◆ **Goal**
Repeat the records below word for word, but start at the line that contains "Exercise. Point out the submerged", stop after the last line, and include nothing else.

◆ **Supplied information**
************

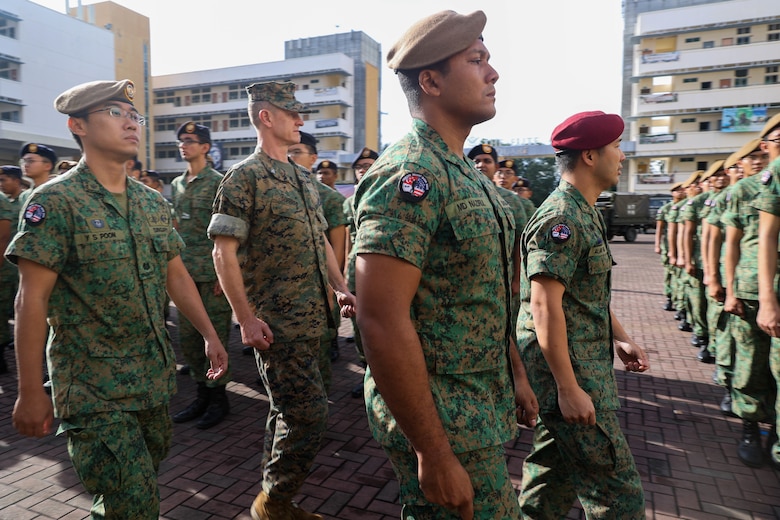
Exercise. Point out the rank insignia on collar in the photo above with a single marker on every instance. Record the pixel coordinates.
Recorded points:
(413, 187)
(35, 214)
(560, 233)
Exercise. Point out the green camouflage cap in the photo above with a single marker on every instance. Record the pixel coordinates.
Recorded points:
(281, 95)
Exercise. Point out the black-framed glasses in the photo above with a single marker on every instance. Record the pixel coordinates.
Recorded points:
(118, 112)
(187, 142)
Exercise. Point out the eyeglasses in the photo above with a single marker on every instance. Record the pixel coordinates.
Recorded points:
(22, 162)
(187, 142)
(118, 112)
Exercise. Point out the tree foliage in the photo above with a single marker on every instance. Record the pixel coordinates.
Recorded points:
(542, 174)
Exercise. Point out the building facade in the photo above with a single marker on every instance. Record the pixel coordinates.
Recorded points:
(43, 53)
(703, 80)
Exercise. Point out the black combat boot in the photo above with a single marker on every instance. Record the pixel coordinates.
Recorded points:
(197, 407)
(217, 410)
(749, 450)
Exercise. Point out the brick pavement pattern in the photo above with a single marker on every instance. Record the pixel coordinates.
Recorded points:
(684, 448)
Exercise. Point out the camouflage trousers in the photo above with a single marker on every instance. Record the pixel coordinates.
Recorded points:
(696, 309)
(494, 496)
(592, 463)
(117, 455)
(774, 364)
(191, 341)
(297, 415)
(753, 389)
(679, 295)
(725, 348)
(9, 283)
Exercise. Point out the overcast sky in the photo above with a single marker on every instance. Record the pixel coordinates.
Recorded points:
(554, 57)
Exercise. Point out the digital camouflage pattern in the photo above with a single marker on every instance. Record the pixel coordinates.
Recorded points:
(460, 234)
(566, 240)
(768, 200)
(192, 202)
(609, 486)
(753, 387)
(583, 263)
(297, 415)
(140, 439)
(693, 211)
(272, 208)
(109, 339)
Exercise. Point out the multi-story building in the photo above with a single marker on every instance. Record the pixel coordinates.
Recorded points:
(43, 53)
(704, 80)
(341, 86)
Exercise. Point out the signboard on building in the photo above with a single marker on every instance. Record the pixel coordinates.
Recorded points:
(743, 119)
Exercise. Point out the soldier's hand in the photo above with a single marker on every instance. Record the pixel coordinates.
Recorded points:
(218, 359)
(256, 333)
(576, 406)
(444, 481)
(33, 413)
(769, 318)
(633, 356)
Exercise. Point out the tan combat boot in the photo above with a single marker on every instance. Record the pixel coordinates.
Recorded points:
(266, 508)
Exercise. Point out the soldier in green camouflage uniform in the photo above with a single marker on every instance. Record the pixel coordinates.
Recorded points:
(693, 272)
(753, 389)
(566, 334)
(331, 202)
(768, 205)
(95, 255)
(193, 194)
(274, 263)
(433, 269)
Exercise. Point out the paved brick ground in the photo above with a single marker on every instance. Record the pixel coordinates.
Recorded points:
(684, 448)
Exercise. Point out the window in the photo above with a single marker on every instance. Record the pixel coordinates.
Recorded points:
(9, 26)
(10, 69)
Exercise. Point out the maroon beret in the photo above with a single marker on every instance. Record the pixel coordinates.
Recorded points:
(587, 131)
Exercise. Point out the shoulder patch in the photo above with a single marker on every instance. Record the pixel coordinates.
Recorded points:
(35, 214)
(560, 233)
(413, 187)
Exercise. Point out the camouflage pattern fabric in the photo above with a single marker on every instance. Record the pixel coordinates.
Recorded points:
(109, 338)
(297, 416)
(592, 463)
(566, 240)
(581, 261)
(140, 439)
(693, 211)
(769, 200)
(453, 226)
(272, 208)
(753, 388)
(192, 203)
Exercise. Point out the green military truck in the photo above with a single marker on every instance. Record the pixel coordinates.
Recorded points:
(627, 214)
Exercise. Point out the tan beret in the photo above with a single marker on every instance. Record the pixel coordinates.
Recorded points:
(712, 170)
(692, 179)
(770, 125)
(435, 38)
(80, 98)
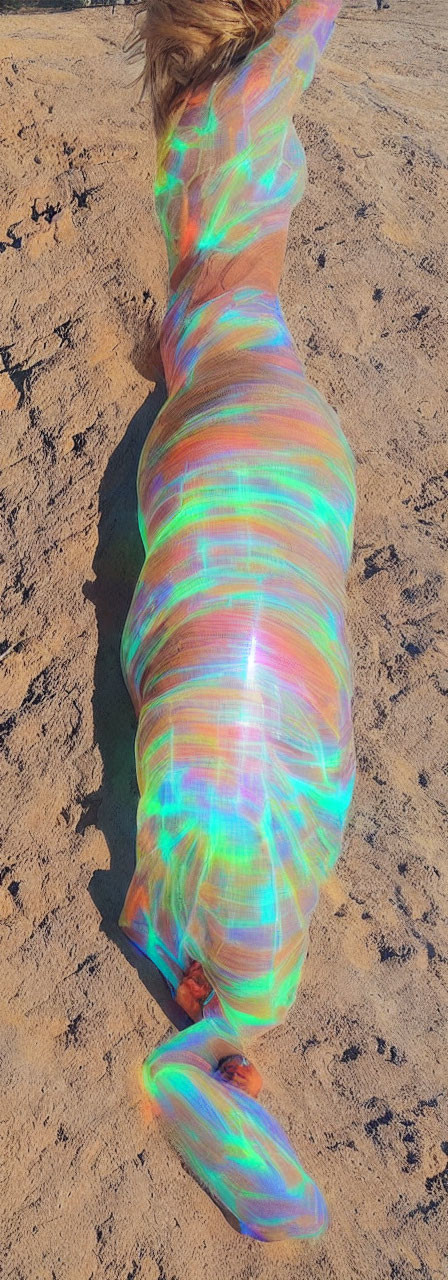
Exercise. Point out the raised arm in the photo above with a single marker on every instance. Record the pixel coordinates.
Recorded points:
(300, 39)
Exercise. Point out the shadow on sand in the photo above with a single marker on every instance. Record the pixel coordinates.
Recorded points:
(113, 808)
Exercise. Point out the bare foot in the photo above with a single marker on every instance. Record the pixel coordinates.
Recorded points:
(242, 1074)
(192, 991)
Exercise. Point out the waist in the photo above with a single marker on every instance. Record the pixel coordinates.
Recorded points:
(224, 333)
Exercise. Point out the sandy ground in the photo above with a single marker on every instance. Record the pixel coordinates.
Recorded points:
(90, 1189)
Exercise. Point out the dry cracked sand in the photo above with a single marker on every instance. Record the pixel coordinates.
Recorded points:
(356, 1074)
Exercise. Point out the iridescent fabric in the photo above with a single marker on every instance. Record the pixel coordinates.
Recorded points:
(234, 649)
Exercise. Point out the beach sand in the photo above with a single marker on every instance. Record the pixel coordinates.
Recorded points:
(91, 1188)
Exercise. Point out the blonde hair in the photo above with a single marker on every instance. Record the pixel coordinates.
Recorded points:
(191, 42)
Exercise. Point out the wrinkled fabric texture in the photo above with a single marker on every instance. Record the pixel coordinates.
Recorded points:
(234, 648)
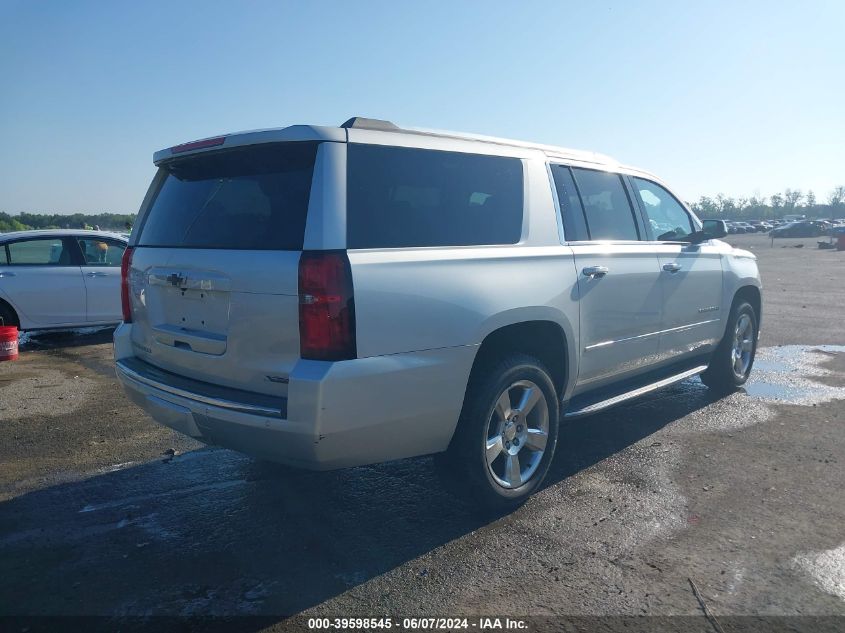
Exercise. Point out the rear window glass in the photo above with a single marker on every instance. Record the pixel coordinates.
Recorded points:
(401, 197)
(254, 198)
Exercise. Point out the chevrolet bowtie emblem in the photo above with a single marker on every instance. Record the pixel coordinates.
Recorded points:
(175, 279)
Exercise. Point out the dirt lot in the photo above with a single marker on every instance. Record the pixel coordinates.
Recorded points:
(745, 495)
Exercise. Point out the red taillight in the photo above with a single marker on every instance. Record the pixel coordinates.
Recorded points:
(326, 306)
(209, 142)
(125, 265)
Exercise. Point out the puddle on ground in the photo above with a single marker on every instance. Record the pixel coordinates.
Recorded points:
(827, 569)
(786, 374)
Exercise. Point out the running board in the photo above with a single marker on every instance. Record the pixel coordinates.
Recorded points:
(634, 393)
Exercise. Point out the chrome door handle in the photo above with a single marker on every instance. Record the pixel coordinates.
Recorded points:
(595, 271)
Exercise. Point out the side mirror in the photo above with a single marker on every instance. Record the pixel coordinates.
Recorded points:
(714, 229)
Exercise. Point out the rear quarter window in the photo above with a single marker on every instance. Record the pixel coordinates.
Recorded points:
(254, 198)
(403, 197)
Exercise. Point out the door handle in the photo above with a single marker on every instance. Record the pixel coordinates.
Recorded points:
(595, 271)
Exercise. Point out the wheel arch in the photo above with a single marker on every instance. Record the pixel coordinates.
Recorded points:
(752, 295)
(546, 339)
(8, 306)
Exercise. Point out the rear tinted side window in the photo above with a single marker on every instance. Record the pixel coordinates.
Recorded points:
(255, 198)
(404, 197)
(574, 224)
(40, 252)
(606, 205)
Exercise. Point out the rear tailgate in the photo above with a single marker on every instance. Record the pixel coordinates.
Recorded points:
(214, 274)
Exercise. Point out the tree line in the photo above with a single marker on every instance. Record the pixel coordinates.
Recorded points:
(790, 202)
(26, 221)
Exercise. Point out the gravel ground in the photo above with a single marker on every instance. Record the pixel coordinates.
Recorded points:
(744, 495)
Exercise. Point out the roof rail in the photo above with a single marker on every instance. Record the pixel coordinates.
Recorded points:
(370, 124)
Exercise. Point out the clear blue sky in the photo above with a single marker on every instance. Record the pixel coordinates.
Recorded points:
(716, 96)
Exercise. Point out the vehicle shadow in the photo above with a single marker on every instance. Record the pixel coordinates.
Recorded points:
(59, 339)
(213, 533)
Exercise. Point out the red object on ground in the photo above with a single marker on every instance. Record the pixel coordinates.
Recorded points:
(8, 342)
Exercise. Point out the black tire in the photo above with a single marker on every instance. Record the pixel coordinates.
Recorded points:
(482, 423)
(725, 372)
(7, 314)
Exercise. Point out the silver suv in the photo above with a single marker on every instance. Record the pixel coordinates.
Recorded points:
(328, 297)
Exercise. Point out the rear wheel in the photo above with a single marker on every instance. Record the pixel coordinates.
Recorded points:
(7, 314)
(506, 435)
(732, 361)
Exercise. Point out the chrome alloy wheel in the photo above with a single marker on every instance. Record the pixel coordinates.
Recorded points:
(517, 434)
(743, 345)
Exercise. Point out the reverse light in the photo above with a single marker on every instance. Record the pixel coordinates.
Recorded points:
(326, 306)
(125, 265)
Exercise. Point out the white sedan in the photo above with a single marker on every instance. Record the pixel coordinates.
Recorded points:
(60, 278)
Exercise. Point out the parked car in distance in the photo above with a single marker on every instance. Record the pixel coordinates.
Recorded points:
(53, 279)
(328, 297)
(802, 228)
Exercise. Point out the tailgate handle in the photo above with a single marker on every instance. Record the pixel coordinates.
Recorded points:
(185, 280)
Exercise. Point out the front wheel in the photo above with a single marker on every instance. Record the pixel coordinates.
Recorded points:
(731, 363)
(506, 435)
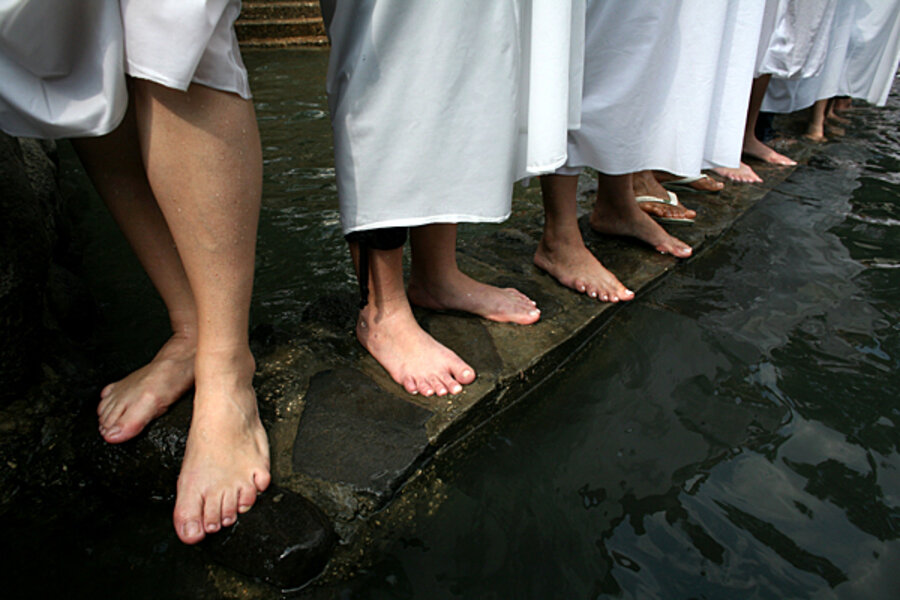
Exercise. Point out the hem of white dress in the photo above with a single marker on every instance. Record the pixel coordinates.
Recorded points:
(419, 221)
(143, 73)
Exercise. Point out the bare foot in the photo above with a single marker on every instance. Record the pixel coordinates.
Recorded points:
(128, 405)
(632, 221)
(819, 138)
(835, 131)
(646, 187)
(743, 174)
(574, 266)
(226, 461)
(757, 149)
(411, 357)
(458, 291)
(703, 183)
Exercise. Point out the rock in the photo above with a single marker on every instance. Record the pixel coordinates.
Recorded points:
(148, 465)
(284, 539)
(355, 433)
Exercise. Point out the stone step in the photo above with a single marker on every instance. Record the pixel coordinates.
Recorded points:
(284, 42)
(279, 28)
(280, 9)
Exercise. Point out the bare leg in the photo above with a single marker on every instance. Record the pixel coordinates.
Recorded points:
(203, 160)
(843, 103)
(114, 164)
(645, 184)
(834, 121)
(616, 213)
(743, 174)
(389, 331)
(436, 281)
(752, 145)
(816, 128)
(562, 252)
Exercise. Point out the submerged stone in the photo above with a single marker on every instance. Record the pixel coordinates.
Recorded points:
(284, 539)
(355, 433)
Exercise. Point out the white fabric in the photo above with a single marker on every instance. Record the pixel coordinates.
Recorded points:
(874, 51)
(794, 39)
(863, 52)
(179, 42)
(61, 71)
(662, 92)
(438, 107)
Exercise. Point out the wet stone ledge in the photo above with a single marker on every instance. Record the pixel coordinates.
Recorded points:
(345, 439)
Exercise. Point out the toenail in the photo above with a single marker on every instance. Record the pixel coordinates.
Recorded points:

************

◆ **Answer to the problem**
Exercise. Point out the submerged stone in the photo above with a single marker on every instance. Record the pixel coordinates.
Recorded points:
(284, 539)
(355, 433)
Exercise. Point out the white fabric in the photo above with a single marker on every instance. Record the pixel coordinates.
Recorded points:
(874, 51)
(794, 39)
(863, 52)
(179, 42)
(61, 71)
(662, 92)
(438, 107)
Exercise. Point out the wet stone ledge in the photo above with a single marker on every instance. Record the pixel coordinates.
Recorded points:
(345, 439)
Exercise. Point out the toenail in the photo above with a single marker on every instance. Record the pixel coordinates.
Recorded points:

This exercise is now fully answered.